Please restate all of the records word for word, setting the pictures aside.
☆ ☆ ☆ ☆
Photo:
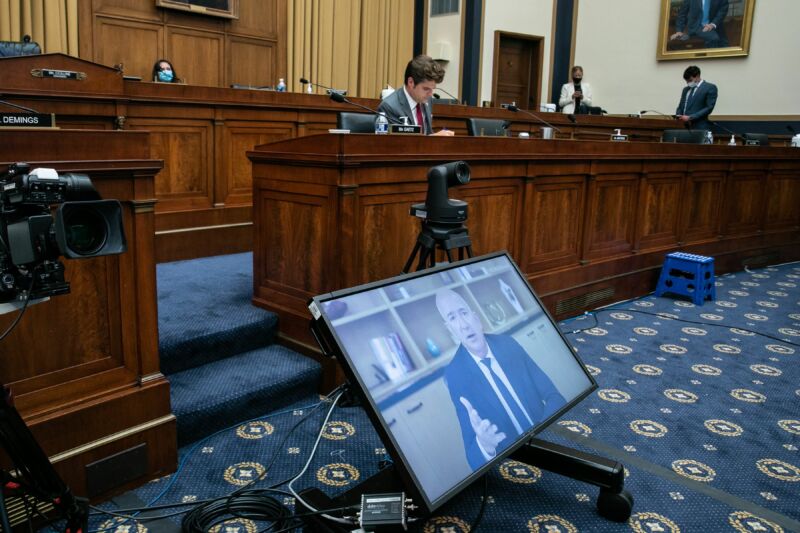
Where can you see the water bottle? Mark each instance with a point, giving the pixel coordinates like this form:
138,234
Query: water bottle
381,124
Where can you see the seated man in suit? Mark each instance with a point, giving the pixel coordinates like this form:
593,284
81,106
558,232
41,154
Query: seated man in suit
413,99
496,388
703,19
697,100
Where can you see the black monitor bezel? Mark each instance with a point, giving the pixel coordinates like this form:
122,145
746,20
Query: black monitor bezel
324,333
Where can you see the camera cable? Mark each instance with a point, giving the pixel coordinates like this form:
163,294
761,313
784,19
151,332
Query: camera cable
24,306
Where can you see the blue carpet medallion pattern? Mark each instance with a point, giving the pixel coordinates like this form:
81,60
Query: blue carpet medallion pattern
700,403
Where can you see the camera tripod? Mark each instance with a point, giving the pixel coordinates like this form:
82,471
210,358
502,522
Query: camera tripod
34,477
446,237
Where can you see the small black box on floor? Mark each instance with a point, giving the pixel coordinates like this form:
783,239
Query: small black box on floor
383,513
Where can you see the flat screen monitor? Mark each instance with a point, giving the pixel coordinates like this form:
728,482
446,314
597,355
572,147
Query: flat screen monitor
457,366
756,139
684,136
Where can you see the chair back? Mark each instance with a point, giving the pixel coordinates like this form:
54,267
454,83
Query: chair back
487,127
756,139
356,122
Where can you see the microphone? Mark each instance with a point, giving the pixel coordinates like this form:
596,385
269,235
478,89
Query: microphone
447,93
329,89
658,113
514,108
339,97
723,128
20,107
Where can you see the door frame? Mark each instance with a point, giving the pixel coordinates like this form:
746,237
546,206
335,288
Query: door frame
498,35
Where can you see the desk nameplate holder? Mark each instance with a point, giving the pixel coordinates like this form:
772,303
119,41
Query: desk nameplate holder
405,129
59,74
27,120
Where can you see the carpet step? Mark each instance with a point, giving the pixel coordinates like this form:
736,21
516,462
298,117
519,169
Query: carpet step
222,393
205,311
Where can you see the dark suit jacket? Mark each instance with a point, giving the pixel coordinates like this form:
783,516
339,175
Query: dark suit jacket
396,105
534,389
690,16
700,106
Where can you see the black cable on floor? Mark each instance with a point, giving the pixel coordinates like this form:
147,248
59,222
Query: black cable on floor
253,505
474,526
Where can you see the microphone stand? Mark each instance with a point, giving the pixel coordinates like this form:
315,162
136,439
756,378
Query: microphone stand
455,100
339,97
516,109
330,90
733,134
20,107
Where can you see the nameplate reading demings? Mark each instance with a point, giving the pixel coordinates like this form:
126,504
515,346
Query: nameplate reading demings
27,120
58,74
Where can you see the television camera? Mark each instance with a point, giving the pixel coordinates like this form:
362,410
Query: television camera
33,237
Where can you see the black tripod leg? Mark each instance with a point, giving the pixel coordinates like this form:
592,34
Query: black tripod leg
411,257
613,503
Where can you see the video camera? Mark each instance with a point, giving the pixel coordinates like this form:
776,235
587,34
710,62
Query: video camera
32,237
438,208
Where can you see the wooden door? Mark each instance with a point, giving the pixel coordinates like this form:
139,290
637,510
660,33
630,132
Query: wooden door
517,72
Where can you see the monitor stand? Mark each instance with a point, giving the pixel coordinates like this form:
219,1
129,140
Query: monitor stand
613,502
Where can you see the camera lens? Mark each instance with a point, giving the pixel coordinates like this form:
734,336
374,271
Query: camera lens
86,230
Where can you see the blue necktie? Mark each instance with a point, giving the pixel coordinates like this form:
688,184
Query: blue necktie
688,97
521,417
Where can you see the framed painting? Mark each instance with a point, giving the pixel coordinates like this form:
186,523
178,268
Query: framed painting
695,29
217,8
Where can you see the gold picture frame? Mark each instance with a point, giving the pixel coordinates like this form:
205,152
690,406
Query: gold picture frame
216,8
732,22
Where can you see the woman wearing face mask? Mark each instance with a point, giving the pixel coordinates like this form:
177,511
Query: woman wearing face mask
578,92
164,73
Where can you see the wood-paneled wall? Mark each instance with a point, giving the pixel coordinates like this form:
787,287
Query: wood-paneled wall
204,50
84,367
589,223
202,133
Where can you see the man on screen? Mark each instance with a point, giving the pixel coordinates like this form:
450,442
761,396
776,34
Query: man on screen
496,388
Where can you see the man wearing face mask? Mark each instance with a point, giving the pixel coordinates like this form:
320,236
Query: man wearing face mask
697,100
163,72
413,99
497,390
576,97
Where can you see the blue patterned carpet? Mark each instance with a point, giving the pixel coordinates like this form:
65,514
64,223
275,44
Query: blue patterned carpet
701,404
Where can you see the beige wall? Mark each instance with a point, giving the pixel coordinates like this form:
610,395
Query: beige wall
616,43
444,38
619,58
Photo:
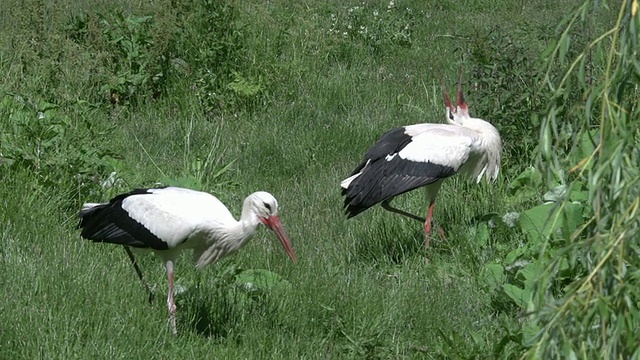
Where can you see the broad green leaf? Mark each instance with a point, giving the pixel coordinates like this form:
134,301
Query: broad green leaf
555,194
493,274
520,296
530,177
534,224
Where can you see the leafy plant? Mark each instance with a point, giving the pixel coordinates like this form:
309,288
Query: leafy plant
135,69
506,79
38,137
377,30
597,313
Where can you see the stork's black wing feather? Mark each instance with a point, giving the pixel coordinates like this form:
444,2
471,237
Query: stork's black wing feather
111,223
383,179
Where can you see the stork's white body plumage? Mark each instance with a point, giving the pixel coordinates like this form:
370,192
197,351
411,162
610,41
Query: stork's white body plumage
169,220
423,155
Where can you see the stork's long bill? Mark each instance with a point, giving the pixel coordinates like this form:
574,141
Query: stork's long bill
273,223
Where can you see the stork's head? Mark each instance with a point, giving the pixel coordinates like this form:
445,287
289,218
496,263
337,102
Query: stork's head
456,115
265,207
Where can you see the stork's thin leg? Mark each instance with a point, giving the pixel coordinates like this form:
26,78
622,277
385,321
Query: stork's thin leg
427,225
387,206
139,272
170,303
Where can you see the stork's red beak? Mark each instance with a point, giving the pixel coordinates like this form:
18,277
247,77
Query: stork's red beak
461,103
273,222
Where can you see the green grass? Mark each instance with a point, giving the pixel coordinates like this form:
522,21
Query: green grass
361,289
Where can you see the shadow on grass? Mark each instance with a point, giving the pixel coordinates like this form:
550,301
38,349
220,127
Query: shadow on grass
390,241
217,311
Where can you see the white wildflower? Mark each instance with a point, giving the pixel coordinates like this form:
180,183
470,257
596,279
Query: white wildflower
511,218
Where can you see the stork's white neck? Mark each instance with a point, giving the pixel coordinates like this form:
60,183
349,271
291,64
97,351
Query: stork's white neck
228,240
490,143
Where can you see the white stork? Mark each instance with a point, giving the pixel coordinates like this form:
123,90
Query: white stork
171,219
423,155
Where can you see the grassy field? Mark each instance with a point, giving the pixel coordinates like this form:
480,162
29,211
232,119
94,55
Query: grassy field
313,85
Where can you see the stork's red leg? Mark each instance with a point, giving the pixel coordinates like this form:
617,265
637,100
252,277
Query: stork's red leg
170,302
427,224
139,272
☆ ☆ ☆ ☆
Finished exercise:
Photo:
Where can you see the water bottle? Mark each instance with a point, giving the pixel coordinates like this form:
138,234
Query: water bottle
381,124
Where can you see the seated man in suit? Mark each instance with a point, giving the pixel coordinates like this form:
593,284
81,106
558,232
41,154
Query: seated man in suit
413,99
496,388
703,19
697,100
Where can you see the black monitor bezel? Mark each instance with a point, giving the pixel coordinates like this form:
122,145
746,20
Query: black monitor bezel
324,333
Where can you see the camera cable? Mark each instance with a point, giving the pixel coordinates like this form:
163,294
761,313
784,19
151,332
Query: camera cable
24,306
Where can you see the blue carpet medallion pattern? Mark each instance with a point, giving the pixel coordinates like this form:
81,60
Query: blue carpet medallion pattern
700,403
Where can you see the camera tripod? Mark each instance with a point, giving the pixel coordinates like this form:
82,471
210,358
502,522
Query: camera tripod
34,477
446,237
Where can you see the small black box on floor? Mark each instance with a point, giving the pixel coordinates like this form:
783,239
Query: small black box on floor
383,513
Where can you see the flat screen monitor? Mark each instance with a point, giving the pixel coordinates like this form:
728,482
446,314
597,355
572,147
Query: flat screen monitor
457,366
756,139
684,136
Where can you see the chair back? Mark each instance with a point, giving the pixel coordinates like this form:
54,267
454,83
Query: chair back
487,127
756,139
356,122
Where can you see the microphone? Mark each instance with a point, giving the pixel coordinates like this form:
596,385
269,235
478,89
Query: microphone
447,93
329,89
658,113
514,108
339,97
723,128
20,107
Where can you see the door frame? Mark each instance with a point, giving the pixel coordinates like this form:
746,237
546,206
335,288
Query: door frame
498,35
Where can you see the desk nameplate holder? Mark each instance with a point, giving the pixel coordinates like this form:
772,303
119,41
Query: desk nameplate holder
405,129
59,74
27,120
Where can you see the carpet step? Mark each instance with a point, giving the pixel coordinates like this form:
736,21
516,462
298,117
519,169
Query: carpet step
222,393
205,311
Where can you see the dark suit jacket? Mark each instance with a point, giving the pixel coordinates like this form:
783,516
339,175
Query: dark suit jacket
396,105
534,389
690,16
700,106
Where can you see the black cable on floor? Mark each instance with a point, giving the pixel coordinates like this form:
147,248
59,222
Query: black cable on floor
253,505
474,526
Where can you see the microphone stand? Mark each instance with a point, giving the pixel coordinates like this form:
315,162
136,439
756,378
Query: microphone stand
455,100
339,97
516,109
330,90
733,134
20,107
Where can you see the nameplate reading demings? Mark each instance with a point, giving the pixel coordinates like this form:
126,504
515,346
Query: nameplate reading demings
27,120
58,74
Where can you see the television camera? Mark each instance with a point, giving the pixel coordinates like this form:
362,410
Query: television camera
33,237
Where can you see the black tripod leg? Mark each instance with a point, giving the pixel coordinates like this form:
592,34
Query: black tripod leg
411,257
613,503
Where can you see the video camera? Mark each instance with a point, giving the pixel coordinates like this form:
776,235
587,34
710,62
Query: video camera
32,237
438,208
Where can you see the wooden door? Mark each instance with a point, giving the pixel coordinates like this form:
139,290
637,510
660,33
630,132
Query: wooden door
517,72
Where can you see the monitor stand? Mark each instance with a point, giving the pixel coordinates like this form:
219,1
129,140
Query: monitor stand
613,502
Where can you see the camera lens? Mark each instance with a point, giving the pixel coordinates like this form:
734,336
374,271
Query: camera lens
86,230
Where can you see the blue necktie? Mark each instance with a point, giving the pixel coordinates like this form:
688,184
Query: blue necktie
688,97
521,417
Where can you see the framed painting? Mark each instance with a point, giving the pixel coordinates like this form:
186,523
178,268
Query: framed painting
695,29
217,8
Where can you see the gold picture frame? Mark each instance with a point, giving the pixel coordinates like this form:
205,152
690,406
Query: gold picture frame
216,8
732,22
Where can you see the woman wearing face mask? Mark each instance with a point, giving the pixel coordinates like this form:
177,511
Query: woman wearing face mask
578,92
164,73
Where can you see the wood-paneled wall? Mark each instance with a point, giving the pixel coordinates like this form:
787,287
Query: wood-paneled wall
204,50
84,367
589,223
202,133
Where can you see the man on screen? Mark each instance with a point, giving the pixel coordinates like this form:
450,442
761,396
776,34
Query: man on screen
496,388
Where can you see the man wearing face mask? Mark each instance with a point, giving the pixel coordinates like this form:
320,236
Query: man wearing face mask
697,100
163,72
413,99
497,390
576,97
Where can you see the blue patterned carpet? Mark each instance with a point, giving the pixel coordinates like this form:
65,514
64,223
275,44
Query: blue patterned carpet
701,404
Where can you see the beige wall? Mark each instance with a point, giving the pixel coordinates like this form:
610,395
Query: beige wall
616,43
444,38
619,58
Photo:
Where can you see the broad green leaf? Mark each instance with a point, giving the pixel coordinates like this form:
134,301
Query: broad green leaf
555,194
493,274
520,296
530,177
534,224
Where can you see the leafy plant? Mark each instance with a point, giving the pixel coordinates like this form:
309,288
Query: leafy plant
135,69
506,79
38,137
377,30
597,313
Where can you see the stork's black wing feather? Mark each instance with a point, giving the pixel coordinates like this form:
444,2
471,237
Query: stork's black wing feather
111,223
383,179
Where can you see the stork's white body plumage? Mark each instance with a point, giving the pixel coordinates like this form:
370,192
197,351
411,162
610,41
Query: stork's white body plumage
169,220
423,155
Where can you see the stork's long bill? Mark each instance with a point, giving the pixel coordinates like this form:
574,141
Query: stork's long bill
273,223
Where can you see the stork's head? Mark each instance with a point, giving the pixel coordinates like this form:
445,287
289,218
496,263
337,102
Query: stork's head
456,115
265,207
Where can you see the stork's thin leg? Mark each instance with a point, giving the pixel coordinates like this form:
26,78
622,277
385,321
Query: stork's thin leg
427,225
387,206
139,272
170,303
Where can you see the stork's red beak? Mark each instance with a point, giving the pixel coordinates like this form:
18,277
247,77
Query: stork's red beak
461,103
273,222
Where can you see the green grass? Mark each instance with a point, giving the pixel coordinates like this form:
522,21
Query: green grass
361,289
Where can you see the shadow on grass? Mark each instance with a point, giving the pixel coordinates like this form:
550,301
38,349
220,127
Query: shadow on grass
390,241
217,311
Where can you see the white wildflower? Mark each instance with a point, giving the pixel coordinates like this form:
180,183
470,257
596,279
Query: white wildflower
511,218
Where can you see the stork's white neck? Mark each instance with a point, giving the pixel coordinates like this form:
60,183
349,271
291,64
97,351
Query: stork's white neck
228,240
490,143
Where can you see the white stork? Mark each instance with a point, giving the pixel coordinates like this form:
123,90
Query: white stork
171,219
423,155
Where can you see the grassy field? Mark each instance with a point, giving the pixel coordinates like this form:
480,162
29,211
232,119
94,55
Query: grassy field
313,85
Where can you see the stork's red leg? Mark each instance with a point, giving the pixel coordinates like this form:
617,265
637,100
252,277
Query: stork's red leg
170,302
427,224
139,272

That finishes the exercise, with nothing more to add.